── Supplied data ──

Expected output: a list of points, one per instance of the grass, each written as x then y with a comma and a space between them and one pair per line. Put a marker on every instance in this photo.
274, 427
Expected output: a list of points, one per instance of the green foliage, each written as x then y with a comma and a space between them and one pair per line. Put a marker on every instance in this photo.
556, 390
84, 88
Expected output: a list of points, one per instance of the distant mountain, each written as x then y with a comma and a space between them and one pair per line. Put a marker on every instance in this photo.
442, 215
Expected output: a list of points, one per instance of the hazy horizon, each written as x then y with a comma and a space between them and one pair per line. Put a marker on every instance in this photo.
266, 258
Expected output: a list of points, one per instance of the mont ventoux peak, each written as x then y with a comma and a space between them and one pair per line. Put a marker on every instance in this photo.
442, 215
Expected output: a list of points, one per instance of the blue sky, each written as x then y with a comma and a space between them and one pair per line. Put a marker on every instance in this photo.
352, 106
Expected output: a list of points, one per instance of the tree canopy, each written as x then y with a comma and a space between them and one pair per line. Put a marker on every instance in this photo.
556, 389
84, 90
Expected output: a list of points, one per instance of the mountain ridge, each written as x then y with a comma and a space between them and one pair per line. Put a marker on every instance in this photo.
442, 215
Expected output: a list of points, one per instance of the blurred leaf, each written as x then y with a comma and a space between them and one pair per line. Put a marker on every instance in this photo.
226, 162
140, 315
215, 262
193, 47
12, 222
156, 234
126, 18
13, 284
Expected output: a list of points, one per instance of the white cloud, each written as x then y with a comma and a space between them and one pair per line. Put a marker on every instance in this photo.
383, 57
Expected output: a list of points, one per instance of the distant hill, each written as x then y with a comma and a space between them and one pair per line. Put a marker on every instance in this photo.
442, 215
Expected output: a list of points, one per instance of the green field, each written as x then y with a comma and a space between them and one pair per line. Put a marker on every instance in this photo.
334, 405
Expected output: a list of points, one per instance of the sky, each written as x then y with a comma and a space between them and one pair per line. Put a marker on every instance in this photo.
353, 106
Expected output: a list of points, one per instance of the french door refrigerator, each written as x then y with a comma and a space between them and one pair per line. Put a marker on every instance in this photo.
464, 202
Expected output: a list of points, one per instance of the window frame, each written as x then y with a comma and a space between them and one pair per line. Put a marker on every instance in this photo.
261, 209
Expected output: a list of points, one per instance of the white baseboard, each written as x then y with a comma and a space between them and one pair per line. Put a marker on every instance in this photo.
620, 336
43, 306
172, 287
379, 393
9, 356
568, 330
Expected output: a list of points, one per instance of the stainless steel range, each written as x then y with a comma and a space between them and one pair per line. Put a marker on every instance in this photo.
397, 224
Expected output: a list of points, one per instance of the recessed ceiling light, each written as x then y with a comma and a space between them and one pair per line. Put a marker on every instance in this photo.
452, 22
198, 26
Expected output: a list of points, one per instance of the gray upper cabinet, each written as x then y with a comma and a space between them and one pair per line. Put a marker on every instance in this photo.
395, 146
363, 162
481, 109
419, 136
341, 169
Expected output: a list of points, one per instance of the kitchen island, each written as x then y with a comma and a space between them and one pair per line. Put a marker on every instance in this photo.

───

(Activity)
Return each entry from above without altering a single character.

(Exercise result)
Expected output: a list of points, one per instance of the grass, each written as x then y with a comma and a space between them and one pair per line. Put a marker on every instance in this photo.
274, 427
Expected output: a list of points, one per instance of the green foliage, each written as x then y with a comma and a space between them and one pair per line. Put a marker on every instance in this photo.
556, 390
84, 88
Expected output: a list of points, one per instance of the distant mountain, each written as x then y with a comma and a space between them and one pair per line. Put a marker on every instance in this photo.
442, 215
Expected output: a list of points, one per instance of the hazy horizon, each written as x then y with a comma and a space between them and one pair per line. Put a marker on every instance in this photo.
266, 258
Expected output: a list of points, one per instance of the mont ventoux peak, each written as x then y with a comma and a space between them and one pair per line. Put a marker on every instance in this photo.
442, 215
Expected output: a list of points, one per instance of the blue sky, each written as x then y with a comma and a space between them and one pair per line. Put a marker on every instance in this photo.
352, 106
Expected output: a list of points, one per instance of the tree canopy, each written as x then y with a comma and a space between them and one pair per line. Put a marker on every instance in this photo.
556, 389
84, 90
Expected output: a list of points, one per instance of the mountain ridge, each written as x then y with a comma and a space between them and one pair per line. Put a marker on every instance in this photo.
442, 215
Expected output: a list of points, one per instance of the blurred leaf, each written as x then y with a comma and a space between them and one pair per line. Put a marker on every instance in this photo.
226, 162
140, 315
215, 262
193, 47
12, 222
156, 234
126, 18
13, 284
Expected output: a list of points, one per instance of the white cloud, each written as x then y with a comma and a space between them and one pair per line. Put a marker on every instance in this photo.
383, 57
Expected output: a list of points, one per instance of the distant hill, each written as x then y with a comma and a space between them and one pair per line. Put a marker on every instance in this photo.
442, 215
Expected output: a list of points, one per instance of the green field, each written as x then y with a comma and a space between them and one pair per line. Put a marker on every instance in this photo.
334, 405
Expected output: a list of points, one per instance of the sky, each written as x then y with a comma and a space between them and one pair per line. Put a marker on every instance in this photo.
353, 106
Expected output: a list of points, one per instance of the french door refrigerator, each written as x then y with a comma and a space between them and one pair per line. Put a marker on every instance in this photo.
464, 202
Expected output: a list of points, one per instance of the window frame, each written as x then y with a comma and a space between them and one pair per line. Put a marker on every instance in this photo.
261, 209
Expected output: a list of points, one per instance of the white baseboard, each written as x then y with a comma and a space between them and one pair per line. Put a marker on every instance in this photo.
620, 336
43, 306
172, 287
379, 393
9, 356
568, 330
Expected output: a list of points, one per instance of the stainless steel range, each written as x then y with a comma and a space between them and one pair per line. Put a marker on every instance in this photo.
397, 224
Expected output: a list of points, one per instance of the recessed ceiling light, each written as x then y with a comma and a space between them and one pair per line. Put a marker on every instance in this photo.
452, 22
198, 26
Expected output: a list of points, one per instance of the gray upper cabinet, each written as x then y with a comma and a space between them and one pair per line. Put a marker on every instance in this photo.
395, 146
363, 162
481, 109
419, 136
341, 169
Expected output: a list of points, one per instance of the kitchen island, each written as x then y with a comma and a space between them and one pair per line. Put a marker on every instance in this photo.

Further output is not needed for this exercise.